> [Task item]: The listing below is to be output in its exact form.

───── Data shown

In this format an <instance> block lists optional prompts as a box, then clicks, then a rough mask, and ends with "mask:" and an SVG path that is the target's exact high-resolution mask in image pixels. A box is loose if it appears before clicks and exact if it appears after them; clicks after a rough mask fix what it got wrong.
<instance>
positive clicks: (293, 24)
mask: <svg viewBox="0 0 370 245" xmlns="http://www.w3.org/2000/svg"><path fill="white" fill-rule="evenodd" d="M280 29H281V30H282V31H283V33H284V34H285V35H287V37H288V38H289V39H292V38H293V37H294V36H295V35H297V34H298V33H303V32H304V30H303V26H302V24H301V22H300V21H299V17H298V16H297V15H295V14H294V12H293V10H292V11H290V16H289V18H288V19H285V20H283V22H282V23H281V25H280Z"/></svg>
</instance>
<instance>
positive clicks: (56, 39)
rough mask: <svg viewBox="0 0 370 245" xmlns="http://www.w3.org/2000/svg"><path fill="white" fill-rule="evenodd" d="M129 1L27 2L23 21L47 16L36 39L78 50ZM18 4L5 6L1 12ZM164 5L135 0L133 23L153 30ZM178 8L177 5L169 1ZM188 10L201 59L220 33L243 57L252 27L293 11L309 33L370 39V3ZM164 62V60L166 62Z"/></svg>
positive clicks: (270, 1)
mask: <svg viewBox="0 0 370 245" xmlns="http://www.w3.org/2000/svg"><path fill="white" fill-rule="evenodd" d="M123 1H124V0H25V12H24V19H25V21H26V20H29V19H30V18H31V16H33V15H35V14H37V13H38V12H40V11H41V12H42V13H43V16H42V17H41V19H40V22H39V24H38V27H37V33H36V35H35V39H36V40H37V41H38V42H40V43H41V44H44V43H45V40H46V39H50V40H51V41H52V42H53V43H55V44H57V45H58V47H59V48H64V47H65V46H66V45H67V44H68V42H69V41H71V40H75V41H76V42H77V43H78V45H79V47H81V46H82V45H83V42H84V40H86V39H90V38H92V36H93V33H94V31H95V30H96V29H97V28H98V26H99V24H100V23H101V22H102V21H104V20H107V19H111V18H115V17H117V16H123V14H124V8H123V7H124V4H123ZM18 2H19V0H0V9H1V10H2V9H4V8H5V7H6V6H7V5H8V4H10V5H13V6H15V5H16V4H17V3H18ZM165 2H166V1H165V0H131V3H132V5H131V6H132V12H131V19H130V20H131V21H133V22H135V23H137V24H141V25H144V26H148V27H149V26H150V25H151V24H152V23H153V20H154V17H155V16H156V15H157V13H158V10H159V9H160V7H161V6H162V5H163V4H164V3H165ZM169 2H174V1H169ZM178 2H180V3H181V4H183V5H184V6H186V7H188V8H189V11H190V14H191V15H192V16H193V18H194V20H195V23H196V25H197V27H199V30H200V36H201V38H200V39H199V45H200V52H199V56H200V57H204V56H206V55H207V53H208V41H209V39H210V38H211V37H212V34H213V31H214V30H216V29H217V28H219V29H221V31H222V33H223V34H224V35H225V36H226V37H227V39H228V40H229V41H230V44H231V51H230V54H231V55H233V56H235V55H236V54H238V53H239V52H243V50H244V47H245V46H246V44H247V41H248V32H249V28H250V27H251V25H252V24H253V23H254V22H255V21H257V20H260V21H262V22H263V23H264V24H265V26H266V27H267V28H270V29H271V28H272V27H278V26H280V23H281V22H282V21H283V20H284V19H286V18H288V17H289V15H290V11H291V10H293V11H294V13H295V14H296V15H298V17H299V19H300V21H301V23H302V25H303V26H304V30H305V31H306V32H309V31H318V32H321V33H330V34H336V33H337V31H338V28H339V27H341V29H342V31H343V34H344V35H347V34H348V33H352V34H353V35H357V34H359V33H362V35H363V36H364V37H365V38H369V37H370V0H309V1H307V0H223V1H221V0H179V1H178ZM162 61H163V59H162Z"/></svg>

──────────

> [Response area]:
In this format an <instance> block lists optional prompts as a box, then clicks, then a rough mask, and ends with "mask:" and an SVG path that is the target's exact high-resolution mask in image pixels. A box is loose if it appears before clicks and exact if it appears after them; clicks after a rough mask fix what it got wrong.
<instance>
positive clicks: (293, 24)
mask: <svg viewBox="0 0 370 245" xmlns="http://www.w3.org/2000/svg"><path fill="white" fill-rule="evenodd" d="M280 29H281V30H282V31H283V33H284V34H285V35H287V37H288V38H289V39H292V38H293V37H294V36H295V35H297V34H298V33H303V32H304V30H303V26H302V24H301V22H300V21H299V17H298V16H297V15H295V14H294V12H293V10H292V11H290V16H289V18H288V19H285V20H283V22H282V23H281V25H280Z"/></svg>
</instance>
<instance>
positive clicks: (56, 39)
rough mask: <svg viewBox="0 0 370 245" xmlns="http://www.w3.org/2000/svg"><path fill="white" fill-rule="evenodd" d="M129 1L27 2L23 21L47 16L36 39L78 50ZM18 4L5 6L1 12ZM164 5L135 0L133 23L153 30ZM178 8L177 5L169 1ZM188 10L201 59L220 33L243 57L252 27L293 11L309 33L370 39V3ZM164 62V60L166 62Z"/></svg>
positive clicks: (270, 1)
mask: <svg viewBox="0 0 370 245" xmlns="http://www.w3.org/2000/svg"><path fill="white" fill-rule="evenodd" d="M123 1H124V0H25V12H24V19H25V21H26V20H29V19H30V18H31V16H33V15H35V14H37V13H38V12H40V11H41V12H42V13H43V16H42V17H41V19H40V22H39V24H38V27H37V33H36V35H35V39H36V40H37V41H38V42H40V43H41V44H44V43H45V40H46V39H50V40H51V41H52V42H53V43H55V44H57V45H58V47H59V48H64V47H65V46H66V45H67V44H68V42H69V41H71V40H75V41H76V42H77V43H78V45H79V47H81V46H82V45H83V42H84V40H86V39H90V38H92V36H93V33H94V31H95V30H96V29H97V28H98V26H99V24H100V23H101V22H102V21H104V20H107V19H111V18H115V17H117V16H123V14H124V8H123V7H124V4H123ZM18 2H19V0H0V9H1V10H2V9H4V8H5V7H6V6H7V5H8V4H10V5H13V6H15V5H16V4H17V3H18ZM165 2H166V1H165V0H131V3H132V5H131V6H132V12H131V19H130V20H131V21H133V22H135V23H137V24H141V25H144V26H148V27H149V26H150V25H151V24H152V23H153V20H154V17H155V16H156V15H157V13H158V10H159V9H160V7H161V6H162V5H163V4H164V3H165ZM169 2H174V1H169ZM178 2H180V3H181V4H183V5H184V6H186V7H188V8H189V11H190V14H191V15H192V16H193V18H194V20H195V23H196V25H197V27H199V30H200V36H201V38H200V39H199V45H200V52H199V56H200V57H204V56H206V55H207V53H208V41H209V39H210V38H211V37H212V34H213V31H214V30H216V29H217V28H219V29H221V31H222V33H223V34H224V35H225V36H226V37H227V39H228V40H229V41H230V44H231V51H230V54H231V55H233V56H235V55H236V54H238V53H239V52H243V50H244V47H245V46H246V44H247V41H248V32H249V28H250V27H251V25H252V24H253V23H254V22H255V21H257V20H260V21H262V22H263V23H264V24H265V26H266V27H267V28H270V29H271V28H272V27H278V26H280V23H281V22H282V21H283V20H284V19H286V18H288V17H289V15H290V11H291V10H293V11H294V13H295V14H296V15H298V17H299V19H300V21H301V23H302V25H303V26H304V30H305V31H306V32H309V31H318V32H321V33H330V34H336V33H337V31H338V28H339V27H341V29H342V31H343V34H344V35H347V34H348V33H352V34H353V35H357V34H359V33H362V35H363V36H364V37H365V38H369V37H370V0H309V1H307V0H223V1H221V0H179V1H178ZM162 61H163V59H162Z"/></svg>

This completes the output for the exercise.